__課題 1__.
本文によると、まいが西の魔女のもとで過ごしたのはどのくらいの期間か。
__課題 2__.
本文のうち、「中学に進んでまもなく、どうし」から「それでは、内容へ入ってまいります。」までを、その両端も含めて一字も変えずに書き写せ。

__本文__.

今回の紹介は、梨木香歩さんの「西の魔女が死んだ」です。
書影は上の写真の通り。
新潮文庫より好評発売中です。

~あらすじ~

中学に進んでまもなく、どうしても学校へ足が向かなくなった少女まいは、季節が初夏へと移り変るひと月あまりを、西の魔女のもとで過した。
西の魔女ことママのママ、つまり大好きなおばあちゃんから、まいは魔女の手ほどきを受けるのだが、魔女修行の肝心かなめは、何でも自分で決める、ということだった。
喜びも希望も、もちろん幸せも……。
(新潮文庫版あらすじより)

~感想・雑感~

現在でこそ救済策がある程度確立され始めた「不登校」の問題、そして「生きる力」という問題に、かなり早くの段階から切り込んでいた、数少ない作品のひとつがこの作品です。
児童文学としての完成度も「読ませる力」も、とにかく圧巻の作品といえましょう。

それでは、内容へ入ってまいります。

主人公・まいは、イギリス人の血を引くクォーターの少女です。
が、その感受性の強さゆえか、学校という空間に溶け込むことができず、中学校に上がって早々に不登校に陥ってしまいます。

__データ__.
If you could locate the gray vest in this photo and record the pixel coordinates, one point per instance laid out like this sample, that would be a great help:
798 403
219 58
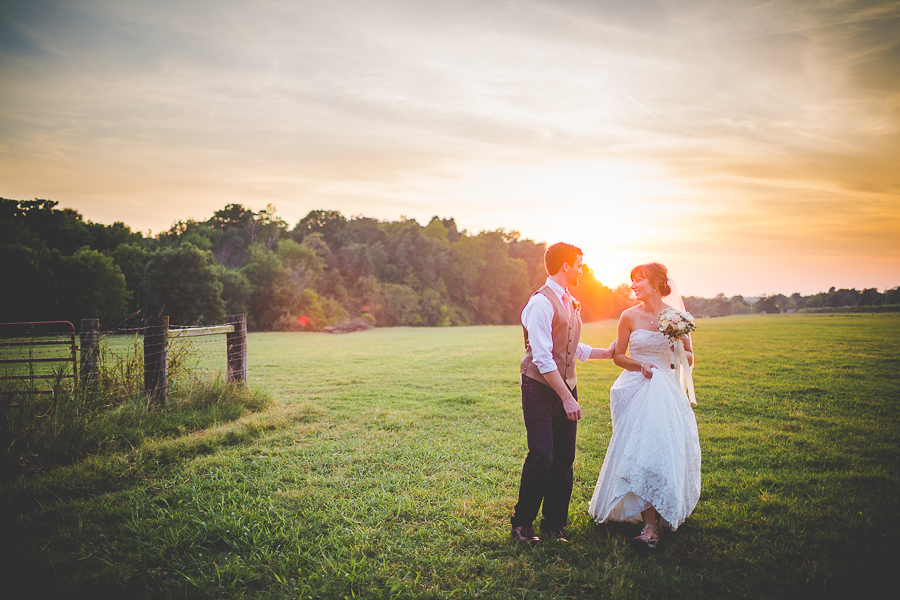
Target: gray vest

==

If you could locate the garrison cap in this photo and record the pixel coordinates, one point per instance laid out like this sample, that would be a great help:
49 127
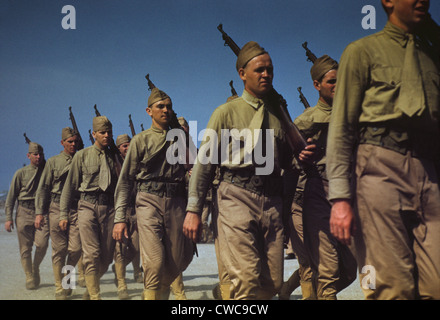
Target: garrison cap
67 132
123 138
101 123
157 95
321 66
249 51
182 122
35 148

...

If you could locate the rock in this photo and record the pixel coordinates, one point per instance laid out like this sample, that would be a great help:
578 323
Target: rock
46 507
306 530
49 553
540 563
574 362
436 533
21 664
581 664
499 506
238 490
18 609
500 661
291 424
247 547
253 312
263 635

__解答 1__.
季節が初夏へと移り変るひと月あまり。

__解答 2__.
中学に進んでまもなく、どうしても学校へ足が向かなくなった少女まいは、季節が初夏へと移り変るひと月あまりを、西の魔女のもとで過した。
西の魔女ことママのママ、つまり大好きなおばあちゃんから、まいは魔女の手ほどきを受けるのだが、魔女修行の肝心かなめは、何でも自分で決める、ということだった。
喜びも希望も、もちろん幸せも……。
(新潮文庫版あらすじより)

~感想・雑感~

現在でこそ救済策がある程度確立され始めた「不登校」の問題、そして「生きる力」という問題に、かなり早くの段階から切り込んでいた、数少ない作品のひとつがこの作品です。
児童文学としての完成度も「読ませる力」も、とにかく圧巻の作品といえましょう。

それでは、内容へ入ってまいります。